WHAT TO PRODUCE: Print all entries below exactly as they appear.

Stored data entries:
○ ○ ○ ○ ○

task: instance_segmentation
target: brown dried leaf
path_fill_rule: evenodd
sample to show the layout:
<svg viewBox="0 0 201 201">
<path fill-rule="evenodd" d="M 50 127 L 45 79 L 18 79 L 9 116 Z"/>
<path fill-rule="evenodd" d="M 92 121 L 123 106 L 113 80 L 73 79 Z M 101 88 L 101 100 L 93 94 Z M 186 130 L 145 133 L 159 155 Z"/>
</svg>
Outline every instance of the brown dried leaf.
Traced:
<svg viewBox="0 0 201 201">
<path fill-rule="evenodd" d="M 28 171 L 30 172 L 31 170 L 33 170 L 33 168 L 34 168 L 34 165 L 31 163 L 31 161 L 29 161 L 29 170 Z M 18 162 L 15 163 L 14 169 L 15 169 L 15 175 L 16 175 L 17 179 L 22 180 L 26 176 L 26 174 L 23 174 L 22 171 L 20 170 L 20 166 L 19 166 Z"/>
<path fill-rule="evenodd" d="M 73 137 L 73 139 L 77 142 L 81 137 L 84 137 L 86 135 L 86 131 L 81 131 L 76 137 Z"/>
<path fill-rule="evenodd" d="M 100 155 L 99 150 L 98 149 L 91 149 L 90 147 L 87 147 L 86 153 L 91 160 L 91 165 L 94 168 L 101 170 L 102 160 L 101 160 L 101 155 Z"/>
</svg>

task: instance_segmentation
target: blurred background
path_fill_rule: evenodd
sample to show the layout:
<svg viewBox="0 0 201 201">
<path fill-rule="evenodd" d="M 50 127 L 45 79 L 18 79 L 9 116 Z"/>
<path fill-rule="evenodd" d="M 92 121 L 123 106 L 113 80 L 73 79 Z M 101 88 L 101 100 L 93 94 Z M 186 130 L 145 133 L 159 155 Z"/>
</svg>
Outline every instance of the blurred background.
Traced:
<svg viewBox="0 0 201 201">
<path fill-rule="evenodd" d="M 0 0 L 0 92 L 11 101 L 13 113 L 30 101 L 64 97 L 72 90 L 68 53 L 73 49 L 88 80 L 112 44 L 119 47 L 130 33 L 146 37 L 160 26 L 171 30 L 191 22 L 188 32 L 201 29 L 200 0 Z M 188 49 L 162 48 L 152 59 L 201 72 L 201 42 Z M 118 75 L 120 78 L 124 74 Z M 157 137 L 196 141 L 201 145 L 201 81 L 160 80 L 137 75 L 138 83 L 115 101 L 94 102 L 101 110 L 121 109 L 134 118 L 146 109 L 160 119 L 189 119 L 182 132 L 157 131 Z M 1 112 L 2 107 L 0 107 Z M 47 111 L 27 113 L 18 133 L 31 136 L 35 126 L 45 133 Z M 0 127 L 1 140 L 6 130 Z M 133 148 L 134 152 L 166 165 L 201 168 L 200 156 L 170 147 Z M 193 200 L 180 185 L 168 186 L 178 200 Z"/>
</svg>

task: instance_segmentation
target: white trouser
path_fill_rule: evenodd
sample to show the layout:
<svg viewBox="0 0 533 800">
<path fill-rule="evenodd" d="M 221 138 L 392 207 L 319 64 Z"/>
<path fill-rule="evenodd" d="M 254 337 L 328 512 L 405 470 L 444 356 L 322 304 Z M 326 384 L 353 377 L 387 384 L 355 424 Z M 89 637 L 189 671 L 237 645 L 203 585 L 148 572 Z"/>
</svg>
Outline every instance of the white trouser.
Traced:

○ ○ ○ ○ ○

ANSWER TO THE PROBLEM:
task: instance_segmentation
target: brown dried leaf
path_fill_rule: evenodd
sample to show the layout:
<svg viewBox="0 0 201 201">
<path fill-rule="evenodd" d="M 50 127 L 45 79 L 18 79 L 9 116 Z"/>
<path fill-rule="evenodd" d="M 92 121 L 123 106 L 113 80 L 73 79 Z M 101 88 L 101 100 L 93 94 Z M 186 130 L 145 133 L 159 155 Z"/>
</svg>
Outline every instance of the brown dried leaf.
Traced:
<svg viewBox="0 0 201 201">
<path fill-rule="evenodd" d="M 28 171 L 30 172 L 31 170 L 33 170 L 33 168 L 34 168 L 34 165 L 31 163 L 31 161 L 29 161 L 29 170 Z M 18 162 L 15 163 L 14 169 L 15 169 L 15 175 L 16 175 L 17 179 L 22 180 L 26 176 L 26 174 L 23 174 L 22 171 L 20 170 L 20 166 L 19 166 Z"/>
<path fill-rule="evenodd" d="M 73 137 L 73 139 L 77 142 L 81 137 L 84 137 L 86 135 L 86 131 L 81 131 L 76 137 Z"/>
<path fill-rule="evenodd" d="M 100 155 L 99 150 L 98 149 L 91 149 L 90 147 L 87 147 L 86 153 L 91 160 L 91 165 L 94 168 L 101 170 L 102 160 L 101 160 L 101 155 Z"/>
</svg>

task: instance_segmentation
target: blurred background
path_fill_rule: evenodd
sample to show the layout:
<svg viewBox="0 0 201 201">
<path fill-rule="evenodd" d="M 50 127 L 45 79 L 18 79 L 9 116 Z"/>
<path fill-rule="evenodd" d="M 92 121 L 123 106 L 113 80 L 73 79 Z M 101 88 L 101 100 L 93 94 Z M 186 130 L 145 133 L 159 155 Z"/>
</svg>
Outline every instance of the blurred background.
Traced:
<svg viewBox="0 0 201 201">
<path fill-rule="evenodd" d="M 0 0 L 0 92 L 11 101 L 13 113 L 30 101 L 64 97 L 72 90 L 68 53 L 73 49 L 88 80 L 112 44 L 119 47 L 130 33 L 146 37 L 160 26 L 171 30 L 191 22 L 188 32 L 201 29 L 200 0 Z M 188 49 L 162 48 L 152 59 L 201 72 L 201 42 Z M 118 75 L 120 78 L 124 74 Z M 157 137 L 196 141 L 201 145 L 201 81 L 160 80 L 137 75 L 138 83 L 115 101 L 94 102 L 101 110 L 121 109 L 134 118 L 146 109 L 160 119 L 189 119 L 182 132 L 157 131 Z M 1 112 L 2 107 L 0 107 Z M 47 111 L 27 113 L 18 133 L 31 136 L 35 126 L 45 133 Z M 0 127 L 1 140 L 6 130 Z M 133 148 L 134 152 L 166 165 L 201 168 L 200 156 L 170 147 Z M 193 200 L 180 185 L 168 186 L 178 200 Z"/>
</svg>

task: instance_segmentation
target: white trouser
path_fill_rule: evenodd
sample to show the layout:
<svg viewBox="0 0 533 800">
<path fill-rule="evenodd" d="M 221 138 L 392 207 L 319 64 Z"/>
<path fill-rule="evenodd" d="M 254 337 L 328 512 L 405 470 L 444 356 L 322 304 Z M 326 384 L 353 377 L 387 384 L 355 424 Z M 89 637 L 189 671 L 237 645 L 203 585 L 148 572 Z"/>
</svg>
Outline every instance of the white trouser.
Traced:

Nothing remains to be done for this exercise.